===== DATA FOR THE TASK =====
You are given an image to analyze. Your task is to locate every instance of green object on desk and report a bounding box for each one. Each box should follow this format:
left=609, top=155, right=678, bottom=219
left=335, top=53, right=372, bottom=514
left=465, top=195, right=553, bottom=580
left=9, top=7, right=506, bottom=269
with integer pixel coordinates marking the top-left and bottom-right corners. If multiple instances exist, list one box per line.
=====
- _YOUR ASSIGNMENT_
Reprint the data above from the opening line to the line holding "left=9, top=7, right=506, bottom=269", inclusive, and nothing else.

- _RESPONSE BELOW_
You are given an image to analyze. Your task is to locate every instance of green object on desk and report a bounding box for each one. Each box should follow this format:
left=609, top=155, right=678, bottom=219
left=335, top=53, right=372, bottom=514
left=465, top=195, right=553, bottom=580
left=9, top=7, right=506, bottom=269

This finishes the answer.